Foi mesmo, de tal forma que o segundo tempo tornou-se quase uma antítese em relação ao que se tinha visto na primeira parte. O Brasil entrou bem melhor e viu Dibu Martínez evitar por duas vezes o golo inaugural, primeiro num remate quase sem ângulo de Raphinha na direita da área (55′) e de seguida numa espécie de penálti em andamento na zona central de Martinelli após grande jogada de Gabriel Jesus (58′). Não marcou, acabou por sofrer: num dos raros remates da Argentina à baliza, Otamendi saltou mais alto do que Gabriel Magalhães e André após canto de Lo Celso e desviou de cabeça sem hipóteses para Alisson (63′), fazendo questão de bater com a mão no símbolo de campeões mundiais que levava no centro da camisola.

Fernando Diniz tinha de apostar tudo para resgatar pelo menos um ponto enquanto a falange argentina ia começando a fazer a festa com músicas que se tornaram ainda mais eternas durante o último Campeonato do Mundo, tendo lançado nomes como Endrick, Raphael Veiga, Douglas Luiz e Joelinton, sendo que o médio do Newcastle acabaria por não estar muito tempo em campo após ver cartão vermelho direto num lance em que Rodrigo De Paul exagerou e muito nas queixas (81′). Se dúvidas ainda existissem, o atual campeão mundial tinha o encontro na mão, dominado e com mais três pontos para a liderança da fase de qualificação para o Mundial de 2026 com 15 pontos em seis jogos contra apenas sete do Brasil, atual sexto classificado que consentiu o terceiro desaire consecutivo contra o grande rival e mais uma vez em casa, sendo que esta foi também a primeira derrota de sempre jogando como visitado após 65 jogos de qualificação.

Dados de ancoragem de expressões.
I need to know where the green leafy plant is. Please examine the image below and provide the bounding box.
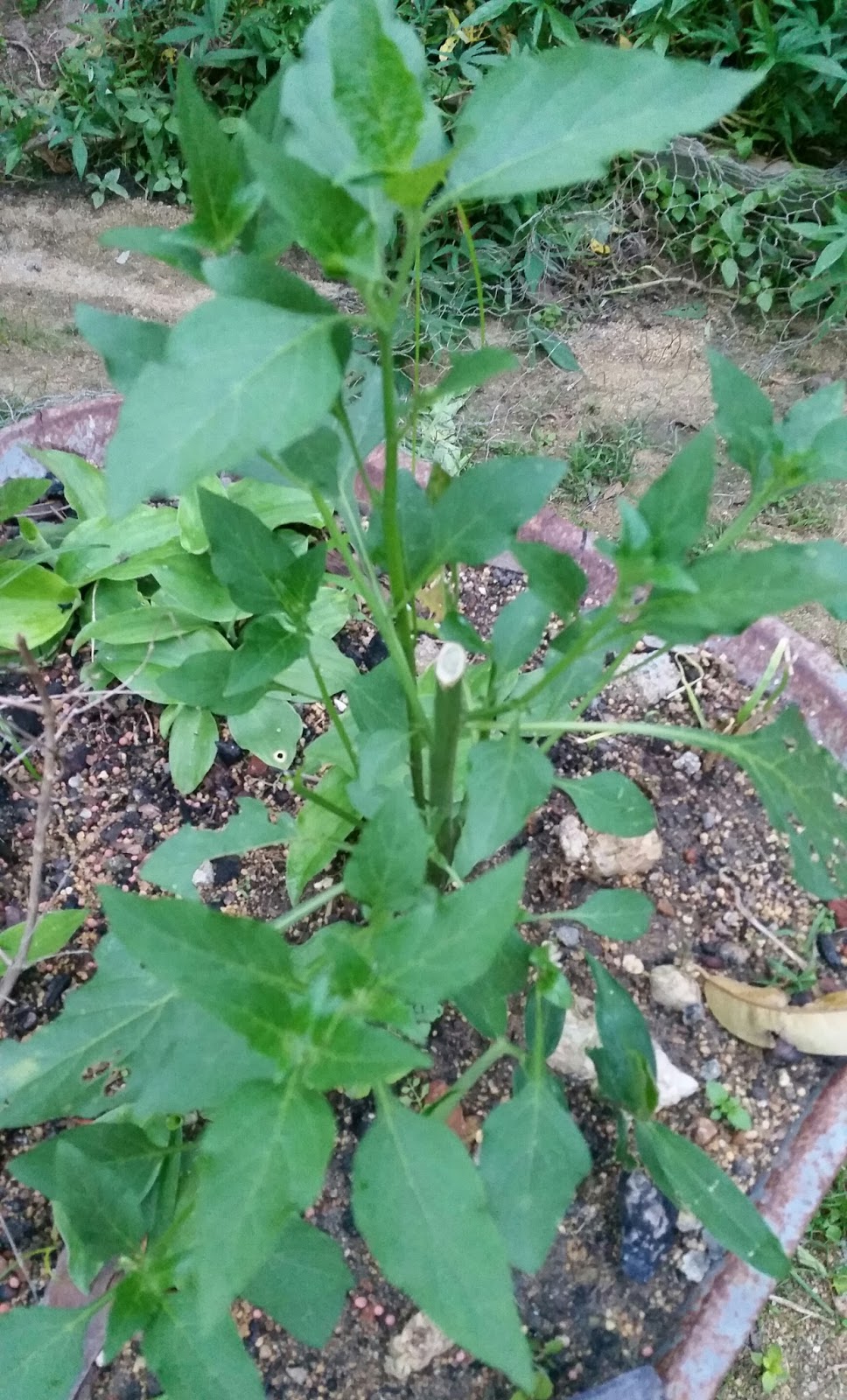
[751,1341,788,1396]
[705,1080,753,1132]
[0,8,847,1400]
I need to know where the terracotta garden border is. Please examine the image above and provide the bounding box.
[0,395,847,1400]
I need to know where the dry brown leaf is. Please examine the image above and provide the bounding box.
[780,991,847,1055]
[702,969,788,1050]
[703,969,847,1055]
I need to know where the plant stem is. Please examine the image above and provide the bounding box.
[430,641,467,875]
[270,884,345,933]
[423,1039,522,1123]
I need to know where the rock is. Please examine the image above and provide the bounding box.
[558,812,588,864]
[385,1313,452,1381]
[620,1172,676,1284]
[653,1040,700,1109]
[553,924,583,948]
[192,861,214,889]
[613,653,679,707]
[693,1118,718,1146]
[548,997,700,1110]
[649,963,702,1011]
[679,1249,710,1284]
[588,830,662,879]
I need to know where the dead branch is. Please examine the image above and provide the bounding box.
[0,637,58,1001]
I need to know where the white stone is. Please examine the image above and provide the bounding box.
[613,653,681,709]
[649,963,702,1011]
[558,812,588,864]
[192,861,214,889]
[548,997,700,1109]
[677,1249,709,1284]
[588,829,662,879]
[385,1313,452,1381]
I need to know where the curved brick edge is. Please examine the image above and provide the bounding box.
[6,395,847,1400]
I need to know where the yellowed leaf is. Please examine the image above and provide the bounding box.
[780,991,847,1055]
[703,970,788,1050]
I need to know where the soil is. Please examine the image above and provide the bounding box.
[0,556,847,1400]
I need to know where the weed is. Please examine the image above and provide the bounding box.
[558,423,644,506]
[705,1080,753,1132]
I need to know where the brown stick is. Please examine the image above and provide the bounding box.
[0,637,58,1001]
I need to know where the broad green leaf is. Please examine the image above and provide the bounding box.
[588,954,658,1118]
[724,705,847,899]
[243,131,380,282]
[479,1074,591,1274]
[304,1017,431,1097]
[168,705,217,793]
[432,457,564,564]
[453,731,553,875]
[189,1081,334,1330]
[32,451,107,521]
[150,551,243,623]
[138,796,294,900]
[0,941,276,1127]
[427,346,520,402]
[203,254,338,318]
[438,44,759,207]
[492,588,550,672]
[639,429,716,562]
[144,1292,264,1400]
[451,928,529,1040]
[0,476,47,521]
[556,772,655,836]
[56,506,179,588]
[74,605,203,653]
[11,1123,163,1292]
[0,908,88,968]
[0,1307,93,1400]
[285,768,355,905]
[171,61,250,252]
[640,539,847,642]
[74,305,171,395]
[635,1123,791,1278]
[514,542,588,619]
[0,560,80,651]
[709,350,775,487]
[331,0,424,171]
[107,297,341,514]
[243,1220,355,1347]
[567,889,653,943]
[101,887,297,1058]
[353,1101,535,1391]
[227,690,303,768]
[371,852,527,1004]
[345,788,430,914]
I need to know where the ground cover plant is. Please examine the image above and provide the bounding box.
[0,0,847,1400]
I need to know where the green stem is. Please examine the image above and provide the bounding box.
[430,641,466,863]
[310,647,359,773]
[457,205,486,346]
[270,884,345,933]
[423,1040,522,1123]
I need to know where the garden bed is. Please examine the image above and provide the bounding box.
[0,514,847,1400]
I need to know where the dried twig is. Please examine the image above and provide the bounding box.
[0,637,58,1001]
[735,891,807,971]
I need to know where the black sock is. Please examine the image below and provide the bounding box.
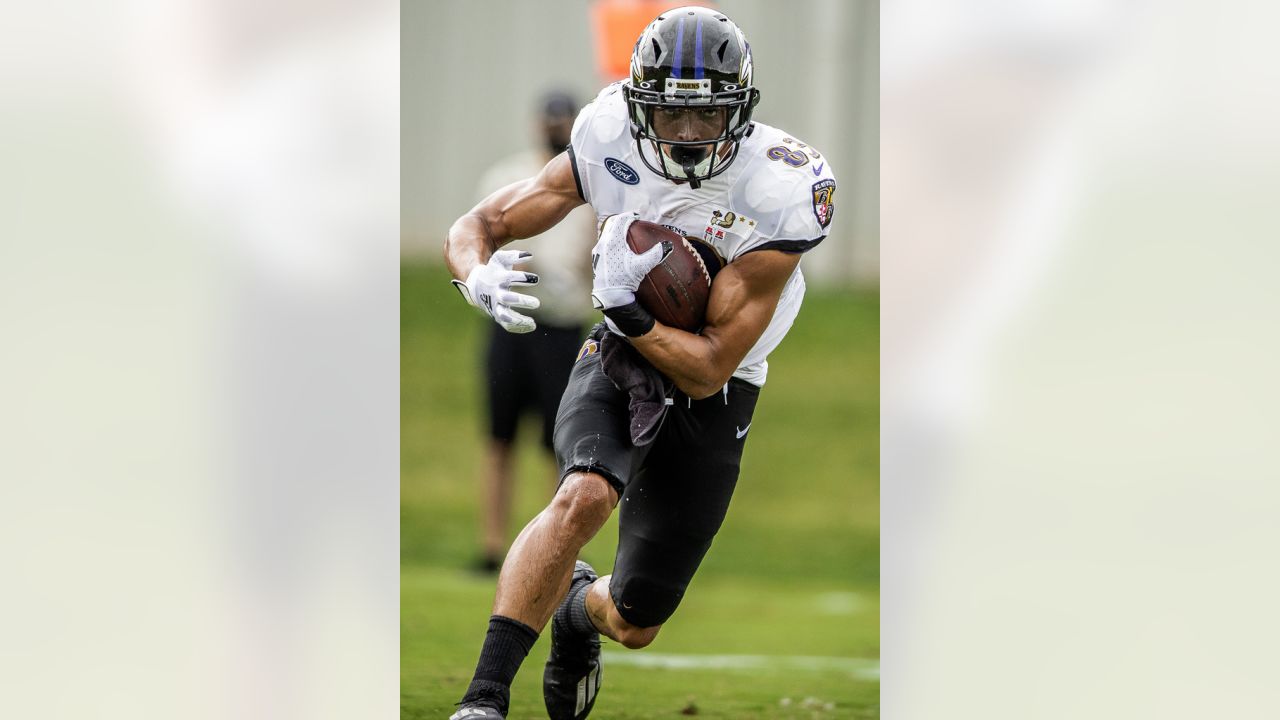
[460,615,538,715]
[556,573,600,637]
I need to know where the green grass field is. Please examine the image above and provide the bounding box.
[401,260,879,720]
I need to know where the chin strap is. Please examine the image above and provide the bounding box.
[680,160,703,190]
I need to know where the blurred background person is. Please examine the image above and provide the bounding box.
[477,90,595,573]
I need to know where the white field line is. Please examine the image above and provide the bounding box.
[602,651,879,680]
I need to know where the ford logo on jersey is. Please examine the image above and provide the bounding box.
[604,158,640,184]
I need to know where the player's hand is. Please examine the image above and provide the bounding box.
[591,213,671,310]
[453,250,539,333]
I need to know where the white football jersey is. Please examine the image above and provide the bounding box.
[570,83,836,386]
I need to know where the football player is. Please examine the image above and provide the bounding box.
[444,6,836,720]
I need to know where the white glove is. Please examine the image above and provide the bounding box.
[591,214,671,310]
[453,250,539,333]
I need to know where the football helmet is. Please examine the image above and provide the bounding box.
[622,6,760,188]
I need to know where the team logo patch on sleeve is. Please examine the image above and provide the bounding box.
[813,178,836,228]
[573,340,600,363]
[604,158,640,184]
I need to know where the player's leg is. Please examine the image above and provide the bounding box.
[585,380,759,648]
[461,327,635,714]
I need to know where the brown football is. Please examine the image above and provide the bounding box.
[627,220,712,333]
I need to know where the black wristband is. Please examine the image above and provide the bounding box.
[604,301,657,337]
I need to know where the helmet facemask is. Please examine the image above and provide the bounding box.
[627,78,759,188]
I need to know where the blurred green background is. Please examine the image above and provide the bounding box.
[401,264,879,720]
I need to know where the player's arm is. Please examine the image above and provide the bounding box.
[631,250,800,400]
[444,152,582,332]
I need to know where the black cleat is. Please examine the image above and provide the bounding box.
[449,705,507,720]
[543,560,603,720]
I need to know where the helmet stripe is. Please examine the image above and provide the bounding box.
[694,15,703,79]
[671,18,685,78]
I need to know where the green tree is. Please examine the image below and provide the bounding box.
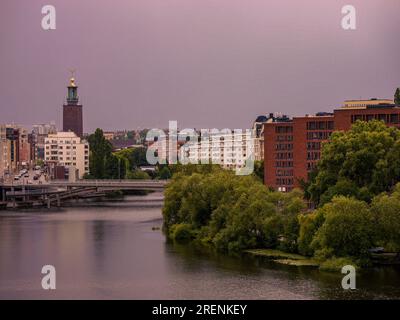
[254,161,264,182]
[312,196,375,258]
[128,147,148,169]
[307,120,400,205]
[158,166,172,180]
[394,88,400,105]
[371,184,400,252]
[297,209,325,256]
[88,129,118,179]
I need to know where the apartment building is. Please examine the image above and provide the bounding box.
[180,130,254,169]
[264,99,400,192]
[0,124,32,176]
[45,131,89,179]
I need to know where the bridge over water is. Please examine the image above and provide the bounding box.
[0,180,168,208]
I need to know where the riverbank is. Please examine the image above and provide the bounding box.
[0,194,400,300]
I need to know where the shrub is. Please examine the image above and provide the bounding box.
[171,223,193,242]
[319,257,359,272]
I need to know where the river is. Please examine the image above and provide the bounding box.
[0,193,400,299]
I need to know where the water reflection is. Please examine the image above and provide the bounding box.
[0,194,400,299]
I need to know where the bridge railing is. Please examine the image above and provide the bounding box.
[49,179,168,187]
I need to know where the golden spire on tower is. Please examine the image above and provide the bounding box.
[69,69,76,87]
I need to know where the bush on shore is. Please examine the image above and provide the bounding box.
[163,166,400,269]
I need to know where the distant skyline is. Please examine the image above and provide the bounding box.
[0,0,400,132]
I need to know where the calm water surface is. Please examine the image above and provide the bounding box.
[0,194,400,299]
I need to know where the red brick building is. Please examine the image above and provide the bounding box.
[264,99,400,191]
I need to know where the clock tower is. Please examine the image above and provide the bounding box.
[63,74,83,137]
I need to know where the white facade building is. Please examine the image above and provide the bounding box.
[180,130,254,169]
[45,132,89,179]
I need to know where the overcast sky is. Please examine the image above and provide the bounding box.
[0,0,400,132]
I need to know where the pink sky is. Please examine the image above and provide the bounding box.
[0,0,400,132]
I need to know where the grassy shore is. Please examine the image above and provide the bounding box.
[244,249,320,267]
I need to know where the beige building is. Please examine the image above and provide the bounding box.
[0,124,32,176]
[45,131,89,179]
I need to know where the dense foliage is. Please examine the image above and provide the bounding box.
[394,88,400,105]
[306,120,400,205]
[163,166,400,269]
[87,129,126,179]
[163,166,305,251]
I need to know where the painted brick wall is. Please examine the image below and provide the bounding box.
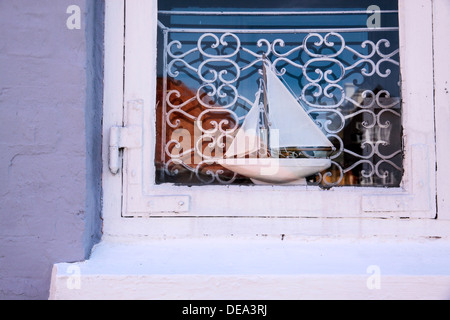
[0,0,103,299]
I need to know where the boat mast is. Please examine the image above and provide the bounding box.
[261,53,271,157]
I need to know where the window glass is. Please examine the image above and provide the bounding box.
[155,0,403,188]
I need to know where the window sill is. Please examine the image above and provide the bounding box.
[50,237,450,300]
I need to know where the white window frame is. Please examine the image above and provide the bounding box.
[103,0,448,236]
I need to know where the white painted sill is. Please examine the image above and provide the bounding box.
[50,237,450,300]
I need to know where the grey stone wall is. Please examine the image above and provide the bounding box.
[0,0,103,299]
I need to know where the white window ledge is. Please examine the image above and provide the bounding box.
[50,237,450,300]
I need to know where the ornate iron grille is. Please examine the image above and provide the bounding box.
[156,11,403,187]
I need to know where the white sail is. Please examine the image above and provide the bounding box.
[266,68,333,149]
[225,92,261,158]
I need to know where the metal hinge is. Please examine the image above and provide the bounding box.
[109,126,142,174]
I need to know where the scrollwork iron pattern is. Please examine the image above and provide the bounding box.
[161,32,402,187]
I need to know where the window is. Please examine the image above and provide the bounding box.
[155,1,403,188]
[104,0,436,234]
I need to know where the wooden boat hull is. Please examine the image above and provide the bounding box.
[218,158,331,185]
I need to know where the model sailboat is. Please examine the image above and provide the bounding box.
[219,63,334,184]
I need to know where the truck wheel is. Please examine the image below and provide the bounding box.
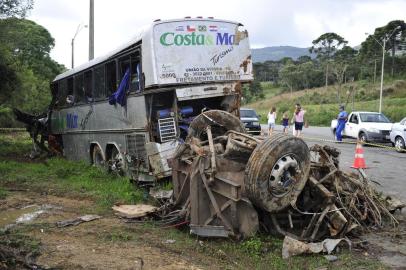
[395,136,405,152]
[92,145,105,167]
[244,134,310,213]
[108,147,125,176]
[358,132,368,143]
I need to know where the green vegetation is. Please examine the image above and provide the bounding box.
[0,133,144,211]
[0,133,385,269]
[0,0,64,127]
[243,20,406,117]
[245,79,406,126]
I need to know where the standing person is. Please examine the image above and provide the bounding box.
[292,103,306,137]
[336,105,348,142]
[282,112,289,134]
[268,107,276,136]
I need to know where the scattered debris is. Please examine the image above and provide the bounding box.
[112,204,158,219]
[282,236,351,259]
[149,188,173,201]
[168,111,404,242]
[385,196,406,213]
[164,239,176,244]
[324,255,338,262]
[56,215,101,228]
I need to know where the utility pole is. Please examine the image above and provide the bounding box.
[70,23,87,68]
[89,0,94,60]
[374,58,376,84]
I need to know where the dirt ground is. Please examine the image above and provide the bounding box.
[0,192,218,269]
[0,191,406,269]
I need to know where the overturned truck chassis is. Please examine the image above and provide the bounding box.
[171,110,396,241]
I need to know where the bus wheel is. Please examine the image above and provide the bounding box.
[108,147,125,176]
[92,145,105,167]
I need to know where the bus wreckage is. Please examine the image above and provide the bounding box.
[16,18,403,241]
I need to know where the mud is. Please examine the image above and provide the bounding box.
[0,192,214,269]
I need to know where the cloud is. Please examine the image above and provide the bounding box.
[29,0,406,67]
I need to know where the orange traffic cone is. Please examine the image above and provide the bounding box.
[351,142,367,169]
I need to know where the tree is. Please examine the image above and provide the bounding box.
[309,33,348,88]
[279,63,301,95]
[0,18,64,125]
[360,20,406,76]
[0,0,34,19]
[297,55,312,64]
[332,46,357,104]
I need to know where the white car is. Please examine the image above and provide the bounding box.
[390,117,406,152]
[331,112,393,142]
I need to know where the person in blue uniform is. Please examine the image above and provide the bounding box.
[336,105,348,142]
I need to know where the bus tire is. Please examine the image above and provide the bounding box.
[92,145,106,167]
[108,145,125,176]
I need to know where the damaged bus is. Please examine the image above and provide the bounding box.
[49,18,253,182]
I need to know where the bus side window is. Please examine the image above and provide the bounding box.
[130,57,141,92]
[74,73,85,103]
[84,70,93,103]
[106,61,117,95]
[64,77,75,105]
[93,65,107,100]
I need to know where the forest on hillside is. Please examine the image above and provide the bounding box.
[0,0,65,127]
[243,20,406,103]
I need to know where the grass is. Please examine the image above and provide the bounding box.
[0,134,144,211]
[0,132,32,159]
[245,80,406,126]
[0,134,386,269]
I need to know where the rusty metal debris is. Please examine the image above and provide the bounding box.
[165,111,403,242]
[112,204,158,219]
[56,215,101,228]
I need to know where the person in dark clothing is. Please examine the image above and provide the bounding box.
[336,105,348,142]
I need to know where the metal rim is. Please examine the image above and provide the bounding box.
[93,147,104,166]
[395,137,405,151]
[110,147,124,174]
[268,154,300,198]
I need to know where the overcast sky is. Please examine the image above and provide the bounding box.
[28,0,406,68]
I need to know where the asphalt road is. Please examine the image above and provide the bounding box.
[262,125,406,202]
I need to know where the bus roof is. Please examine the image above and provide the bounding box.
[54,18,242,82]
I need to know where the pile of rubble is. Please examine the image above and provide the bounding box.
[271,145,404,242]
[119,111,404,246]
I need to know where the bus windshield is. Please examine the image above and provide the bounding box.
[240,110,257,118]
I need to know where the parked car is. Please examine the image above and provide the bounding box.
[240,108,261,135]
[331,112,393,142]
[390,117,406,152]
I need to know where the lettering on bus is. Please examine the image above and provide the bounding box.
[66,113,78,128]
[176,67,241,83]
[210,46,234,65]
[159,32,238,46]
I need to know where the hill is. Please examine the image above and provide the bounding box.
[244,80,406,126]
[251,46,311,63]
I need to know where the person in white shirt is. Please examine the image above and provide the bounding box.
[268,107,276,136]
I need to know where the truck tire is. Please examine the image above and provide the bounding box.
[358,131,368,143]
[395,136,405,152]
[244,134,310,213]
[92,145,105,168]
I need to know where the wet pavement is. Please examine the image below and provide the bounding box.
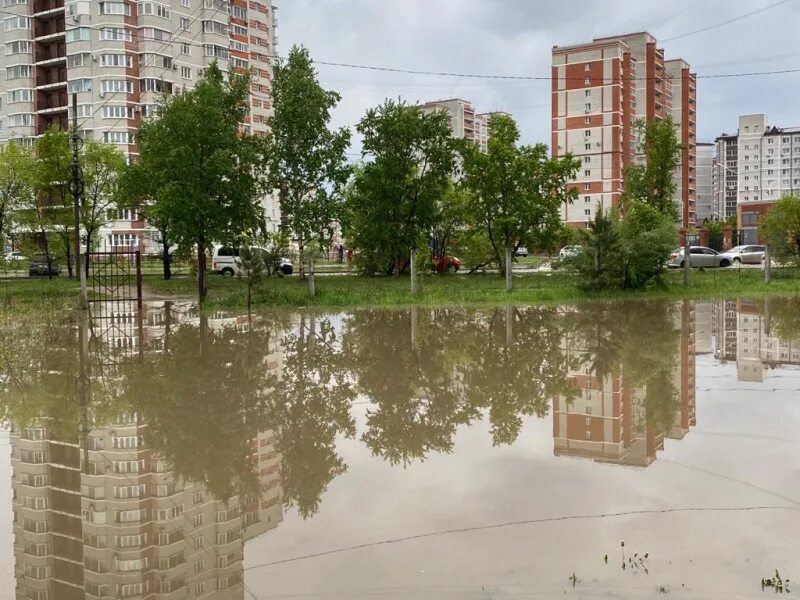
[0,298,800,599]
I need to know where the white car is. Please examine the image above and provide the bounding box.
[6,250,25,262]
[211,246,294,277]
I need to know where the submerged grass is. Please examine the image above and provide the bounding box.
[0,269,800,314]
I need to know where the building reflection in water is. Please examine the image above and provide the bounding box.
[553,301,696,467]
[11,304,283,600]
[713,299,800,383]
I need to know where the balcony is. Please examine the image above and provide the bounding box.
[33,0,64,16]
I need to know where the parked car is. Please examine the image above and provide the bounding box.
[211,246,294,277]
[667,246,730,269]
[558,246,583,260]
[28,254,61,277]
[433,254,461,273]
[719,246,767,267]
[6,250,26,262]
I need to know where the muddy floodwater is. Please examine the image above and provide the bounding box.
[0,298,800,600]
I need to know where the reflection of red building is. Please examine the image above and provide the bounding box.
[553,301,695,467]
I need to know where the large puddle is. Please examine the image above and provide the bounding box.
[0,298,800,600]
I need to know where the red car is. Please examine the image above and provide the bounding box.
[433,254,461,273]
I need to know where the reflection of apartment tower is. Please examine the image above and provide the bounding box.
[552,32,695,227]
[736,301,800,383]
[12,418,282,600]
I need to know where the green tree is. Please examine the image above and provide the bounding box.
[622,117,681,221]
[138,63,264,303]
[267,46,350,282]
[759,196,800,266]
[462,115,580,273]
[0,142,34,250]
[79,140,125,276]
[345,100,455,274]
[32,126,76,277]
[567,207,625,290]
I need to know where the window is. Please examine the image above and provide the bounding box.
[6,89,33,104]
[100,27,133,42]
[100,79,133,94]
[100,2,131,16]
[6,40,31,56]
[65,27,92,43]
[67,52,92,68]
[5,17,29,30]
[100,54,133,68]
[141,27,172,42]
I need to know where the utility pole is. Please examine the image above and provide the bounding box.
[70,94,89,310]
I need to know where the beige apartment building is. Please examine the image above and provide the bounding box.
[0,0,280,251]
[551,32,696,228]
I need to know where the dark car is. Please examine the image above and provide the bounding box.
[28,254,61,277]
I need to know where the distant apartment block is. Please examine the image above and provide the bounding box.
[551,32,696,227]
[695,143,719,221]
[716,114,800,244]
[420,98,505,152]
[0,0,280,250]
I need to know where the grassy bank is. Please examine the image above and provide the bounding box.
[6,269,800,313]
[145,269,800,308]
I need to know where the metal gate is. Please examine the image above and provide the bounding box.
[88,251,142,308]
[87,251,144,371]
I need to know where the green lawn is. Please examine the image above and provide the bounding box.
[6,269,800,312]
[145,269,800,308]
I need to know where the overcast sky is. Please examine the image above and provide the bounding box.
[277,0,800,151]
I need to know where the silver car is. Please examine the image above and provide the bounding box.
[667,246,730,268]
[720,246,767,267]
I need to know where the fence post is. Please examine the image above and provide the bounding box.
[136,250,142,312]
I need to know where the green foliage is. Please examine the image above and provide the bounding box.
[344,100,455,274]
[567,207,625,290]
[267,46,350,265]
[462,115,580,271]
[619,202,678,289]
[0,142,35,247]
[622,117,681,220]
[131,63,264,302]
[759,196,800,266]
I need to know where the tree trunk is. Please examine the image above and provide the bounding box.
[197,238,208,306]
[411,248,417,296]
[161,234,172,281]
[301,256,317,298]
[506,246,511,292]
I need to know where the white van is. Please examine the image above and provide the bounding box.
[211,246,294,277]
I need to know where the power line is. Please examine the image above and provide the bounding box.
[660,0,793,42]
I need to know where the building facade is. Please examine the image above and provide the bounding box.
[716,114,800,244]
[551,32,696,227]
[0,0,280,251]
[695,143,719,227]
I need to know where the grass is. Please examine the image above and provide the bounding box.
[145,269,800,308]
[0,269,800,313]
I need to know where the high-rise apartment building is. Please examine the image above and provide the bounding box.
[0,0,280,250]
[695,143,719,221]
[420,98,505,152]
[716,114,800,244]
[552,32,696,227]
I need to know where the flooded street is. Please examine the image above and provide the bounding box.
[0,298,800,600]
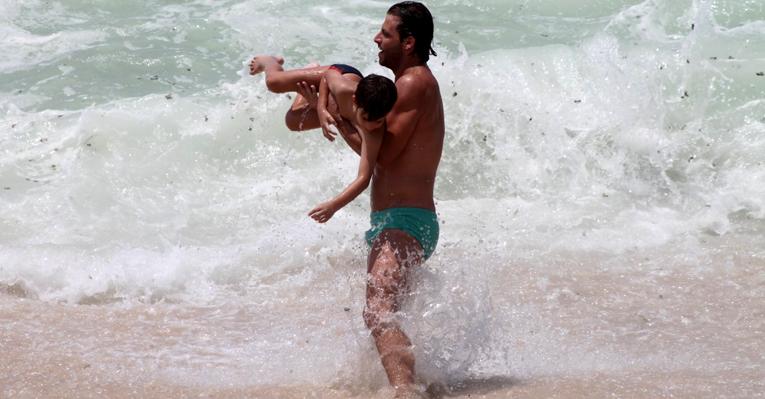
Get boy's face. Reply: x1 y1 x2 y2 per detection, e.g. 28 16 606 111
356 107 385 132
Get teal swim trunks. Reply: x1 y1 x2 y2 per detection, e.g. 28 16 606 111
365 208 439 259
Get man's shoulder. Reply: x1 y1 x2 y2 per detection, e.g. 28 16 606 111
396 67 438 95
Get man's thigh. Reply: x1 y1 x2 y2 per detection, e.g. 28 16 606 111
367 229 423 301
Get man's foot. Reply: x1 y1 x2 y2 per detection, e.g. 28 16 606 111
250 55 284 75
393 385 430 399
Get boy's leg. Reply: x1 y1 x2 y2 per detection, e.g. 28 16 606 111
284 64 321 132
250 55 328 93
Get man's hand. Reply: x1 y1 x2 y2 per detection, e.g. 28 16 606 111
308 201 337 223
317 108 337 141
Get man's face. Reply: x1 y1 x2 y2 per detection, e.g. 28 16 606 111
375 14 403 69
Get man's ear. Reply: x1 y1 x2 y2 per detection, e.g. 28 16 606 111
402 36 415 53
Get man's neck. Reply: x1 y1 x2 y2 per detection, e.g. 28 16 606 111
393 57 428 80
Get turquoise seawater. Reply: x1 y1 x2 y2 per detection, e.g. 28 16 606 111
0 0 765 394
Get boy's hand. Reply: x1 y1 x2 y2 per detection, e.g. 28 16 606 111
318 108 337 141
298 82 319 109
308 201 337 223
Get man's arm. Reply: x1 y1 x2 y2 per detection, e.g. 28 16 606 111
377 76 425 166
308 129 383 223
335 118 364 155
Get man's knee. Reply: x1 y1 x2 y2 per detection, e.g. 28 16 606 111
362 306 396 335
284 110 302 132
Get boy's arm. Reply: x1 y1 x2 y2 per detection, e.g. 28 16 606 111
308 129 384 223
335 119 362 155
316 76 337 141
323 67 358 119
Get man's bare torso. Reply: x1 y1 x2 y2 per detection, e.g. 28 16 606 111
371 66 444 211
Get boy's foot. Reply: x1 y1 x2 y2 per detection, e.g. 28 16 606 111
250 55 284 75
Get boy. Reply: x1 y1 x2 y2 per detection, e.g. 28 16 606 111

Tarefa 1.
Diga se cada afirmação está de acordo com o excerto sobre o jogo entre Brasil e Argentina, respondendo sim ou não e citando literalmente as palavras decisivas do texto.
(a) Otamendi marcou de cabeça na sequência de um canto de Lo Celso.
(b) Joelinton foi expulso depois de ver dois cartões amarelos.
(c) A Argentina somava 15 pontos em seis jogos na fase de qualificação.
Tarefa 2.
Responda às perguntas seguintes com base no excerto sobre o jogo entre Brasil e Argentina.
(a) Quem fez a grande jogada que antecedeu a oportunidade de Martinelli?
(b) Em que posição da classificação se encontrava o Brasil?
(c) Após quantos jogos de qualificação sofreu o Brasil a primeira derrota de sempre como visitado?
Tarefa 3.
Repita, sem qualquer alteração, o trecho do excerto sobre o jogo entre Brasil e Argentina que vai de "Foi mesmo, de" a "centro da camisola.", ambos incluídos.

Resolução 1.
(a) Sim: "Otamendi saltou mais alto do que Gabriel Magalhães e André após canto de Lo Celso e desviou de cabeça sem hipóteses para Alisson (63′)".
(b) Não: "ver cartão vermelho direto".
(c) Sim: "com 15 pontos em seis jogos".

Resolução 2.
(a) Gabriel Jesus.
(b) Em sexto lugar.
(c) Após 65 jogos.

Resolução 3.
Foi mesmo, de tal forma que o segundo tempo tornou-se quase uma antítese em relação ao que se tinha visto na primeira parte. O Brasil entrou bem melhor e viu Dibu Martínez evitar por duas vezes o golo inaugural, primeiro num remate quase sem ângulo de Raphinha na direita da área (55′) e de seguida numa espécie de penálti em andamento na zona central de Martinelli após grande jogada de Gabriel Jesus (58′). Não marcou, acabou por sofrer: num dos raros remates da Argentina à baliza, Otamendi saltou mais alto do que Gabriel Magalhães e André após canto de Lo Celso e desviou de cabeça sem hipóteses para Alisson (63′), fazendo questão de bater com a mão no símbolo de campeões mundiais que levava no centro da camisola.